Leave out the pictures and print precisely the lines from the line with "Identify a point for each instance of the tile" to the final line of the entries, both ends included.

(Excerpts of location labeling data)
..........

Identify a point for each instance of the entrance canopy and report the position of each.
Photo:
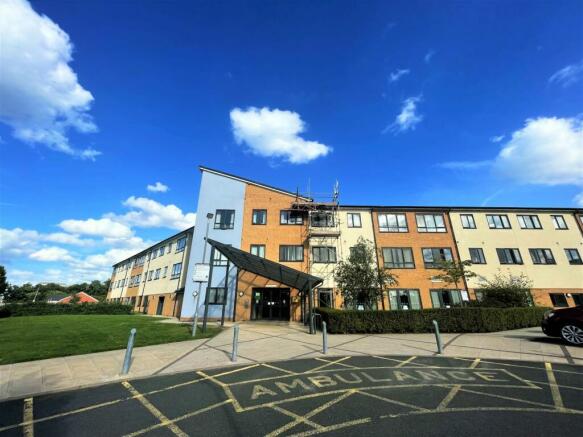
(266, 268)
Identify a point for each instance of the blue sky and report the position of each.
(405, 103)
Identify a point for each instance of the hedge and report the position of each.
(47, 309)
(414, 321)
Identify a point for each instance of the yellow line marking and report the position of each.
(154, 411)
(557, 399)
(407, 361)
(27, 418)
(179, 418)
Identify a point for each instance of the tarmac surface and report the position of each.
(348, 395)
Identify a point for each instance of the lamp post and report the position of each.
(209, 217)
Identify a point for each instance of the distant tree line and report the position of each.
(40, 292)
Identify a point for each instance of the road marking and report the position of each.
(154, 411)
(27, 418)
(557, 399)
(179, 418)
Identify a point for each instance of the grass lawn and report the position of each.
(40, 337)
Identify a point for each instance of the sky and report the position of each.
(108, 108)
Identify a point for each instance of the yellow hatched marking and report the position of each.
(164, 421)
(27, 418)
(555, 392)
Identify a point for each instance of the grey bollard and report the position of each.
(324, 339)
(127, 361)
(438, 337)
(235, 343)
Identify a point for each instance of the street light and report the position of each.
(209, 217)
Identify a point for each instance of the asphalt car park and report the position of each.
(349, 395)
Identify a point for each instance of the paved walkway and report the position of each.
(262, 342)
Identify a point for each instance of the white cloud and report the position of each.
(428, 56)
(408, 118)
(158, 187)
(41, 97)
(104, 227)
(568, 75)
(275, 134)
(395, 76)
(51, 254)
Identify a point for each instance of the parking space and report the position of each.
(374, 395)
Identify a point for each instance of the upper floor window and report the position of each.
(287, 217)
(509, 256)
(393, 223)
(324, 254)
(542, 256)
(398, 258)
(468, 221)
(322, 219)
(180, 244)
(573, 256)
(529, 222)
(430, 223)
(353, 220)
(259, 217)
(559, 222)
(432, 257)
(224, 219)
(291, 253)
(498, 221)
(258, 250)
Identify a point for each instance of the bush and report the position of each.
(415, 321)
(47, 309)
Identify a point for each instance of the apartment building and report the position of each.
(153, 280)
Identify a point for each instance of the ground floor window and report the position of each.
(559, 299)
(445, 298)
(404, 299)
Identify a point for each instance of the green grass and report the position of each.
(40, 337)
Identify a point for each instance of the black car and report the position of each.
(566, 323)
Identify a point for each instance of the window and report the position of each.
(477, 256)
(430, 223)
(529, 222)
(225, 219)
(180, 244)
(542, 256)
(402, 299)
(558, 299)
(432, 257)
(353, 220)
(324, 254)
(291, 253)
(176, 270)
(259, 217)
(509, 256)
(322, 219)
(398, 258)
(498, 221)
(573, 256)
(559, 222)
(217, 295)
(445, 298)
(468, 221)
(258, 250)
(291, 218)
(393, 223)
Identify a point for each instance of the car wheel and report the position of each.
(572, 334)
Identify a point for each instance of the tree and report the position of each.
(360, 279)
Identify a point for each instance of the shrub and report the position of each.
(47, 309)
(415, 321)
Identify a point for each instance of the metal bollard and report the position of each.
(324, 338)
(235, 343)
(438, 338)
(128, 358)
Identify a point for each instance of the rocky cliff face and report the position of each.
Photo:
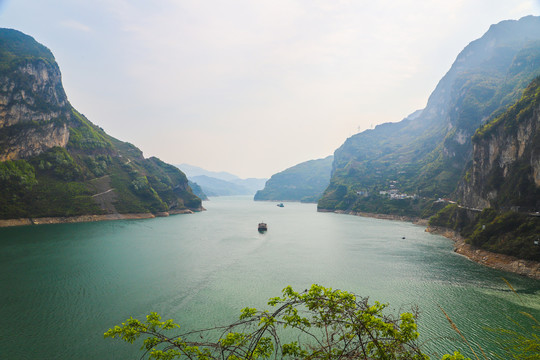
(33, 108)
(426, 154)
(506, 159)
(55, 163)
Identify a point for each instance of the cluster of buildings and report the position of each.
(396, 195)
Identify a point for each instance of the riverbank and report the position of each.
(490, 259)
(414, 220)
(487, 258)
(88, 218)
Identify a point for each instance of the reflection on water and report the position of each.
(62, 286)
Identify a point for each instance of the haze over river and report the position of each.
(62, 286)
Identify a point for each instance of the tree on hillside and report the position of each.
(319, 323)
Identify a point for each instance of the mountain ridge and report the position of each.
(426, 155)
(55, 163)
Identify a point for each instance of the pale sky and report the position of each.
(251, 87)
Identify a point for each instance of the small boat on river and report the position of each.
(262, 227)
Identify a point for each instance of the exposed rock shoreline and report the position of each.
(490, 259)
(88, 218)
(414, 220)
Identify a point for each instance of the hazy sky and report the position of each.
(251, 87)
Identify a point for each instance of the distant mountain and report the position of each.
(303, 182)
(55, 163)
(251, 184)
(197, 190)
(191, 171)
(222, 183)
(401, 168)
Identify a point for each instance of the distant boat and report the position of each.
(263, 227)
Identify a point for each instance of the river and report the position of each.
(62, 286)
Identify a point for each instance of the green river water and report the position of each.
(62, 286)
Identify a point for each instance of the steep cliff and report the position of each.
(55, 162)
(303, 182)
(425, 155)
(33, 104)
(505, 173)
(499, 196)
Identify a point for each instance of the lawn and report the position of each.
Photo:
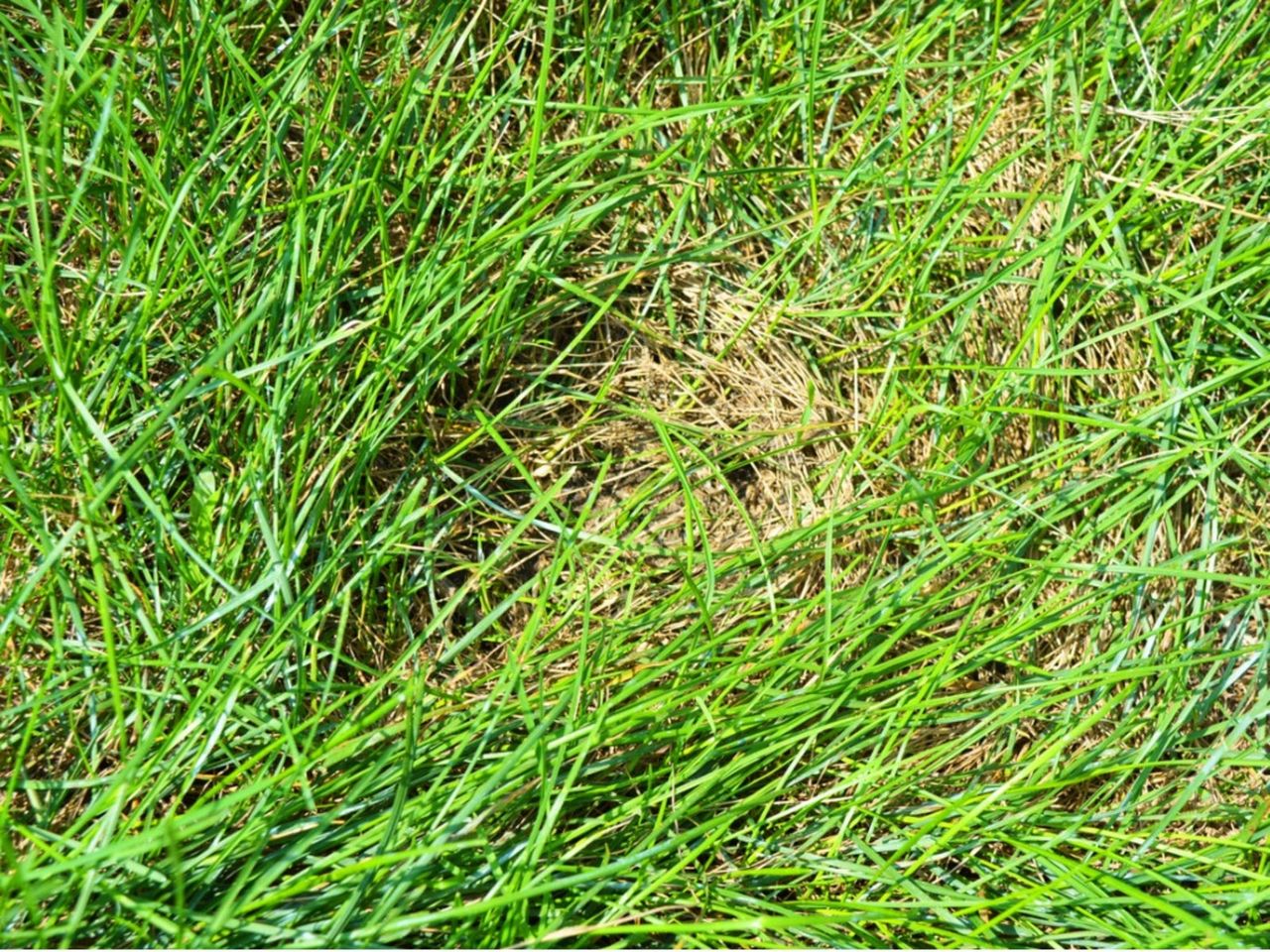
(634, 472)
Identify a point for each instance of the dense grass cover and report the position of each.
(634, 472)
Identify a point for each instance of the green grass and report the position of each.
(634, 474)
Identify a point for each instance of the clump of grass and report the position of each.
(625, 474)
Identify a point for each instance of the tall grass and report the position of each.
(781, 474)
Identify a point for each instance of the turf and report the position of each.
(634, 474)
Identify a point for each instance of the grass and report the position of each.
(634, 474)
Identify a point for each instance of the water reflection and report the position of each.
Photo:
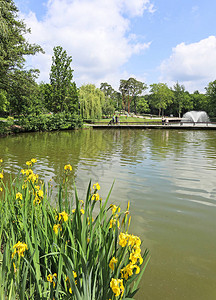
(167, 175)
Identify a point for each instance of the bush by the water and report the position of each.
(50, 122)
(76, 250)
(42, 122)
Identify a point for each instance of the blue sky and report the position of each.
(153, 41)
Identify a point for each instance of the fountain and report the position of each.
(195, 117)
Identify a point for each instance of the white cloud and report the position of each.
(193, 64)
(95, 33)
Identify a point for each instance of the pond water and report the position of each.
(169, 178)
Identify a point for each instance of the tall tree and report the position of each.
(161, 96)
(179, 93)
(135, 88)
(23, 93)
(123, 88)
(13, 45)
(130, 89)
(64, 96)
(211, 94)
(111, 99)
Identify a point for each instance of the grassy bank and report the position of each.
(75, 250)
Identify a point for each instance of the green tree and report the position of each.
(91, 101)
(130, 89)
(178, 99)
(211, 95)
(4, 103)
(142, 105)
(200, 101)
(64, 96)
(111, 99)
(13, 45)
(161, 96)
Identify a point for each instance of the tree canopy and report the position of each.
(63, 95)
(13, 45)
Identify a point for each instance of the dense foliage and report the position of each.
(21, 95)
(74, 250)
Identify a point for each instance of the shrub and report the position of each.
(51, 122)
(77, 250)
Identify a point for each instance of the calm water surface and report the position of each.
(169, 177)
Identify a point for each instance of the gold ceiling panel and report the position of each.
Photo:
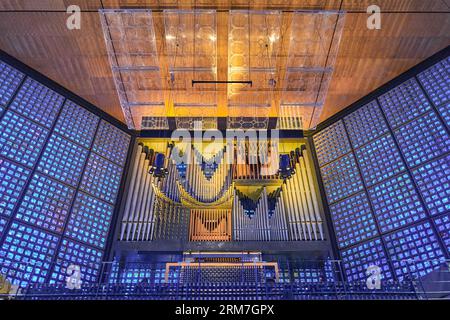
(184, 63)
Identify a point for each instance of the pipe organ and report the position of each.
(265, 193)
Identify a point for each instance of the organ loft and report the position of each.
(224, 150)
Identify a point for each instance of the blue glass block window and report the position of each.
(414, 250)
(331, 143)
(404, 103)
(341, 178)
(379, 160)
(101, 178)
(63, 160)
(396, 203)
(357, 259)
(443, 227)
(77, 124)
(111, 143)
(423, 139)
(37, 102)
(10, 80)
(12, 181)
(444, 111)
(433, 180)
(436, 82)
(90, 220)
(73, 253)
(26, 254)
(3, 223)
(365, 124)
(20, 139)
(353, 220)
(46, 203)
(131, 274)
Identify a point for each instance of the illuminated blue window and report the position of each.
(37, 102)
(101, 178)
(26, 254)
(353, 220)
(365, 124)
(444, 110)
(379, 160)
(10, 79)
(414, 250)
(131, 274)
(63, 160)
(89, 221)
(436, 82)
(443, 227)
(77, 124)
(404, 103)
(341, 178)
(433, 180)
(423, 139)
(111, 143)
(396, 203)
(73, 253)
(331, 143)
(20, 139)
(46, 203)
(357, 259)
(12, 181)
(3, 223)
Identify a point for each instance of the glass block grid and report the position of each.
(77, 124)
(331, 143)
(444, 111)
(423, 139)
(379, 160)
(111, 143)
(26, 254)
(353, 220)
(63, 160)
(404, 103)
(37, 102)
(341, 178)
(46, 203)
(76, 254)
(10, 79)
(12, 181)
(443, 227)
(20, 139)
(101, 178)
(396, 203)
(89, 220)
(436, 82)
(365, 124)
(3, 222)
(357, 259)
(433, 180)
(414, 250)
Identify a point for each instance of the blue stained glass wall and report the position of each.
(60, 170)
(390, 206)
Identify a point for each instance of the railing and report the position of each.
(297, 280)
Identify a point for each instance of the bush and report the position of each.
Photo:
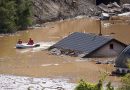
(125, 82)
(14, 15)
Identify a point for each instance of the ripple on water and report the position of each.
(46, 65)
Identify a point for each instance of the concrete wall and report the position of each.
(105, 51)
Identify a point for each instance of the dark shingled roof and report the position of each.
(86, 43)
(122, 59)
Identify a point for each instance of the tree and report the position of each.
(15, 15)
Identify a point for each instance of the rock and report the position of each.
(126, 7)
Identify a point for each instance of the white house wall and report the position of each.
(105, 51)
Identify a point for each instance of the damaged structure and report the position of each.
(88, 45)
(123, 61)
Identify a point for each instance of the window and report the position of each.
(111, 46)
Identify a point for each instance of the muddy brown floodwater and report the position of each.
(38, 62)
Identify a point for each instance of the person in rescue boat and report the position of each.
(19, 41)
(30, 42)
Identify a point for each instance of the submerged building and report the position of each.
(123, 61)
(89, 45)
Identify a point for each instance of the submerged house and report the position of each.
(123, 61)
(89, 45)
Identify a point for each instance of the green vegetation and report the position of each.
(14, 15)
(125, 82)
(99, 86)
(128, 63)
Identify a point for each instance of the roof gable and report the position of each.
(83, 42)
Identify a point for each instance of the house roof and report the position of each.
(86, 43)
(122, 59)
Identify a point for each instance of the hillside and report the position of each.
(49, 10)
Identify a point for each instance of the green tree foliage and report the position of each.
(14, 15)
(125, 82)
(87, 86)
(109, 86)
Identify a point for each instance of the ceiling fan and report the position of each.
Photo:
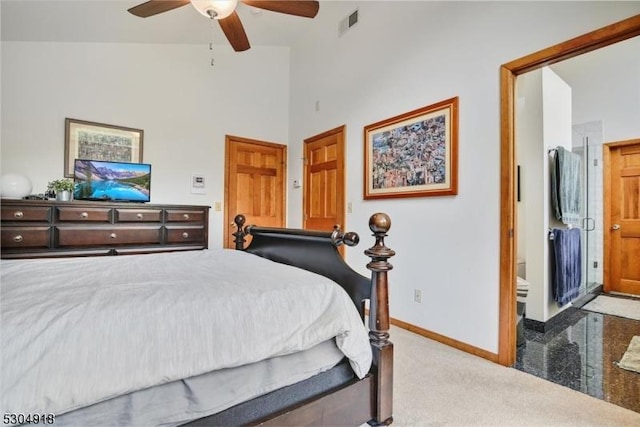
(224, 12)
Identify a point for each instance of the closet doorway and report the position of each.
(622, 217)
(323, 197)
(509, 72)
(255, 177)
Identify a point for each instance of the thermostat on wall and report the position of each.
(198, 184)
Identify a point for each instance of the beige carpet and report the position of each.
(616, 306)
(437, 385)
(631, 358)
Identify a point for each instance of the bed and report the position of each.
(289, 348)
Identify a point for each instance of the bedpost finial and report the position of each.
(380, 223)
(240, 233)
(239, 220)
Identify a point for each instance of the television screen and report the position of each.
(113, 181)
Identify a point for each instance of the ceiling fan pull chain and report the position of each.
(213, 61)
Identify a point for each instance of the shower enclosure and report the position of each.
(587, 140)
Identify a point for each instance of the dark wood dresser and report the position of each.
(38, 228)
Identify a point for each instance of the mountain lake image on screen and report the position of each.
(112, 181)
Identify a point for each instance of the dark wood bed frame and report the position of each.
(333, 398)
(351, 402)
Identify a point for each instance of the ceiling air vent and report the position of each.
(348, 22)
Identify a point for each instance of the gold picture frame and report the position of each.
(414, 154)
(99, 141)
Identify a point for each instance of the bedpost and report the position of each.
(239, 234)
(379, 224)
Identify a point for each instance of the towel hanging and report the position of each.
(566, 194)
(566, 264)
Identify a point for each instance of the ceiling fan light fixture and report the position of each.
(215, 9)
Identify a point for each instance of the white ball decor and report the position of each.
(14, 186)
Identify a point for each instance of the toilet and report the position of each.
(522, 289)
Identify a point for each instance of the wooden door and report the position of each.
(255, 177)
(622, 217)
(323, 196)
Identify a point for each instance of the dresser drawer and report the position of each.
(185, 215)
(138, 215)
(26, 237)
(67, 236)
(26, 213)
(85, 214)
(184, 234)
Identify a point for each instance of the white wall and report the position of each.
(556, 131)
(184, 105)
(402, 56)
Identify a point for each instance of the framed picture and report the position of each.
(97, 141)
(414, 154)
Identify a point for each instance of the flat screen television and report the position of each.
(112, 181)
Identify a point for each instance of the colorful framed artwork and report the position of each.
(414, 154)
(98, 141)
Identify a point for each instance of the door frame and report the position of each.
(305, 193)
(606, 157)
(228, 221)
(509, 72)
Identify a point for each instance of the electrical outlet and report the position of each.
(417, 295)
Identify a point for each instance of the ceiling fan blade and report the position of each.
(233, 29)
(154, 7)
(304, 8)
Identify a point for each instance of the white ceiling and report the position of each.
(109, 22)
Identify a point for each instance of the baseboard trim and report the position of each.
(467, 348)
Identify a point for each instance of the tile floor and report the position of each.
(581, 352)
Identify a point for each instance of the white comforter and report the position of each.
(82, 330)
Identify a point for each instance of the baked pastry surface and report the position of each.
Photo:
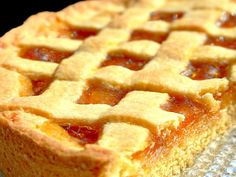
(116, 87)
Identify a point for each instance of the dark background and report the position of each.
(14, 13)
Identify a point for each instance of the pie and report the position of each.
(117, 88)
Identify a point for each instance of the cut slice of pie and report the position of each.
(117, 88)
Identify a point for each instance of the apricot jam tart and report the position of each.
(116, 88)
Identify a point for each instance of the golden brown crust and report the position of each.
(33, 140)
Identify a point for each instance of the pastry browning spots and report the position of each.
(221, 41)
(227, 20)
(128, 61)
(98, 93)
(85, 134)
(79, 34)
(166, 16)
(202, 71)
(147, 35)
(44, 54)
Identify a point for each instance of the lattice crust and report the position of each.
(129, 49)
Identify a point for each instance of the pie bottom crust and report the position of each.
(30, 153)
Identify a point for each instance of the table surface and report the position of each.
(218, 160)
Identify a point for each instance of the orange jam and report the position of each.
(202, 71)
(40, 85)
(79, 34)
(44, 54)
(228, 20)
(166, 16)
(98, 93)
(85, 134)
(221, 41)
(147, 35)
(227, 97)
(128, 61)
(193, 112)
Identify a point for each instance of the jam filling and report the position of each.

..........

[Answer below]
Identify a point for each instance of the tile floor and report the position of each.
(581, 352)
Identify a point for each instance of the white comforter and report the position of each.
(82, 330)
Identify a point for each instance of the baked pastry surface and report the position of each.
Photo:
(116, 87)
Identify a point for each instance of the dark background and report the position of each.
(14, 13)
Identify a point for each instance of the pie and report the position of each.
(117, 88)
Identify a point for each instance of the cut slice of pie and report the position of each.
(117, 88)
Identify a point for each instance of the apricot jam tart and report the position of each.
(116, 88)
Identify a point for each instance of the golden brown crust and report the position of each.
(33, 140)
Identify a point for each instance of the pastry browning spots and report the position of each.
(221, 41)
(227, 20)
(128, 61)
(98, 93)
(85, 134)
(79, 34)
(166, 16)
(202, 71)
(147, 35)
(44, 54)
Identify a point for each instance of the lattice crust and report the position of each.
(129, 49)
Identify a point for each instance of the pie bottom crust and report the position of each.
(30, 153)
Identify a point for each instance of the table surface and report the position of each.
(218, 160)
Identify a point for each instance of the orange jam and report the position of each.
(202, 71)
(40, 85)
(79, 34)
(44, 54)
(228, 20)
(166, 16)
(98, 93)
(85, 134)
(221, 41)
(147, 35)
(227, 97)
(128, 61)
(193, 112)
Identify a point for each instance of the jam filling and report the position of each.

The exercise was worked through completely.